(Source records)
━━━━━━

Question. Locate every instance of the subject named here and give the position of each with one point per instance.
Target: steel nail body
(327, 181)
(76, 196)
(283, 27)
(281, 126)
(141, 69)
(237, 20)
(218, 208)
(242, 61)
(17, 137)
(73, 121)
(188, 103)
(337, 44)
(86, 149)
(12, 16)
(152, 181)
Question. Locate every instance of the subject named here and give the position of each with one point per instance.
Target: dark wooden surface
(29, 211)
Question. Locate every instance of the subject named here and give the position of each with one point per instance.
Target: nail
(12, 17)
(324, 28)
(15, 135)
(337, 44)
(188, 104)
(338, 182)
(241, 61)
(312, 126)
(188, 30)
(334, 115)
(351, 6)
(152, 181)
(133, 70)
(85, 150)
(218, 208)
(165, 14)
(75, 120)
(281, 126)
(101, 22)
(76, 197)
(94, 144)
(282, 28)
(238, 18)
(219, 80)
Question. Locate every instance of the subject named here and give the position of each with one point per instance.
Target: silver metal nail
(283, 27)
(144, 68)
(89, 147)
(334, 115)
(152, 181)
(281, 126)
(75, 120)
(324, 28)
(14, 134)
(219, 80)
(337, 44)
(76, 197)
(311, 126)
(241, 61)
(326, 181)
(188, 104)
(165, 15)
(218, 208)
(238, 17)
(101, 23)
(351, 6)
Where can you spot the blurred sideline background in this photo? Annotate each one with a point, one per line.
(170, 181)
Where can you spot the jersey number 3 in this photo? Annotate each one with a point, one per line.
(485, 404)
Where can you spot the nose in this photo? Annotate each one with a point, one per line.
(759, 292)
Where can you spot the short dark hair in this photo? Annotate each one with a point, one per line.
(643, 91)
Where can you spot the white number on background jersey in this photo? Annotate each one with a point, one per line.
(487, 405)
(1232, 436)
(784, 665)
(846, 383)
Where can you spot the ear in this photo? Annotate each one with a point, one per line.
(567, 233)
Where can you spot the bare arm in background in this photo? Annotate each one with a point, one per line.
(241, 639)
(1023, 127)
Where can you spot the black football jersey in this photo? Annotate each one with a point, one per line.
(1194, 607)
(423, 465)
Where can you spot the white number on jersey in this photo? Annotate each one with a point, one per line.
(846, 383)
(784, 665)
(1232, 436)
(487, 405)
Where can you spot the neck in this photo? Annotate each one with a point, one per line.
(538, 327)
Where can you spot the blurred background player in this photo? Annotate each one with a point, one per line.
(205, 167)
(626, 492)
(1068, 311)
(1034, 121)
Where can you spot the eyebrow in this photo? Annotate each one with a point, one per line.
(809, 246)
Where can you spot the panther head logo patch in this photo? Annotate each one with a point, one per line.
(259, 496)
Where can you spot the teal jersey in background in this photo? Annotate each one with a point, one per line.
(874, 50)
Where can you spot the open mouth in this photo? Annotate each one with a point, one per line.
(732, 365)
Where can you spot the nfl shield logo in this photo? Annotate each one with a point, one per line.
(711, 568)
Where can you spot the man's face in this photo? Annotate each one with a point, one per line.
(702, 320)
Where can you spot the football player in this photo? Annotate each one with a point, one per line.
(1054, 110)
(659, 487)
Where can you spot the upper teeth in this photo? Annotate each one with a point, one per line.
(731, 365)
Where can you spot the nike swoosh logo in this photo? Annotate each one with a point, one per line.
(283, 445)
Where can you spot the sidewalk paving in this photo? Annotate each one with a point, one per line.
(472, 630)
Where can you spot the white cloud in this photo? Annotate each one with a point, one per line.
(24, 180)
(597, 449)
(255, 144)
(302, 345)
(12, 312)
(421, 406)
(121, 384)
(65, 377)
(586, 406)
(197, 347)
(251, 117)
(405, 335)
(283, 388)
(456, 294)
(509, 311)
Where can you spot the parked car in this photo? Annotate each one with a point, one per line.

━━━━━━

- Task description: Restate each record word for word.

- Answer space:
Question. Locate every instance of the subject named here and give the position of each with one point per instance.
Target: steel nail body
(327, 181)
(76, 196)
(283, 27)
(281, 126)
(141, 69)
(237, 20)
(218, 208)
(242, 61)
(17, 137)
(73, 121)
(188, 103)
(337, 44)
(86, 149)
(12, 16)
(152, 181)
Question. Locate every instance of the subject named here and give the position of each with one point per instance.
Target: dark wooden surface
(29, 211)
Question. Locate every instance of the subject named here and give the position of each with one point per instance.
Target: nail
(12, 17)
(324, 28)
(15, 135)
(337, 44)
(188, 104)
(338, 182)
(241, 61)
(312, 126)
(188, 30)
(334, 115)
(351, 6)
(152, 181)
(133, 70)
(85, 150)
(218, 208)
(165, 14)
(75, 120)
(281, 126)
(101, 22)
(76, 197)
(94, 144)
(282, 28)
(238, 18)
(219, 80)
Question. Locate every instance of the subject named here and give the position of each with one point per instance.
Target: silver metal nail
(283, 27)
(144, 68)
(89, 147)
(334, 115)
(152, 181)
(281, 126)
(75, 120)
(324, 28)
(14, 134)
(219, 80)
(337, 44)
(76, 197)
(311, 126)
(241, 61)
(326, 181)
(188, 104)
(165, 15)
(218, 208)
(238, 17)
(101, 23)
(351, 6)
Where can you spot the blurred sideline background in this photo? Annotate each one with a point, one per line.
(170, 181)
Where can you spot the jersey number 3 in this photo? Annotate each one with a point, one per line.
(485, 404)
Where can you spot the nose in this photo? Annotate each one with a point, one per line.
(759, 292)
Where can you spot the short dark hair in this photo? Annotate each one with a point, one per line.
(643, 91)
Where can you spot the white number on background jersey in this photo? Annotate each one with a point, one per line.
(487, 405)
(1232, 436)
(784, 665)
(846, 383)
Where can you spot the ear in this photo? Annotate each one with a point, one per line.
(567, 233)
Where can you spot the bare arm in background in this photo? Annotate each one with a point, one per line.
(241, 639)
(1023, 127)
Where can you spot the black football jersey in this photo? Annotate each one with a point, one per line.
(1194, 607)
(423, 465)
Where can you spot the white number on jersey in this photo? Annotate each one with a point, one per line.
(846, 383)
(784, 665)
(1232, 436)
(487, 405)
Where can you spot the neck in this photo? Annotate each one with a point, one per line.
(538, 327)
Where can you spot the blurred background player in this photo? Annotate each one with a point, one per line.
(205, 167)
(626, 492)
(1068, 311)
(1034, 121)
Where can you spot the eyebrow in this photo? Annotate each one with a point, one per line.
(809, 246)
Where can you spot the panther head logo patch in this photo? Annotate each one with a point, one per line.
(259, 496)
Where can you spot the teal jersey in background in this photo? Annotate each one with a point, one per line.
(874, 50)
Where can you spot the open mouth in this photo? Annotate each one with a point, one per line.
(732, 365)
Where can you spot the nfl shield logo in this photo? Annotate each one with a point, one per line.
(711, 568)
Where can you spot the man's face in this photo? Annotate each one with a point, one per line.
(702, 320)
Where can you spot the football player in this photo? Annotate each one with a point, one per line.
(1054, 110)
(659, 487)
Where can you spot the upper teeth in this photo? Annotate each one with a point, one per line.
(731, 365)
Where can you spot the nike swoosh logo in this photo? Annotate each one with a point, one per line.
(283, 445)
Where can you spot the sidewalk paving in this photo? Annotate each one with a point, one per line.
(472, 630)
Where can you spot the white cloud in this photo? Annotate each one with a point, one per line.
(24, 180)
(597, 449)
(255, 144)
(302, 345)
(12, 312)
(421, 406)
(121, 384)
(65, 377)
(586, 406)
(197, 347)
(251, 117)
(405, 335)
(283, 388)
(456, 294)
(509, 311)
Where can you spot the parked car in this photo? Annotate each one with a point, one per line.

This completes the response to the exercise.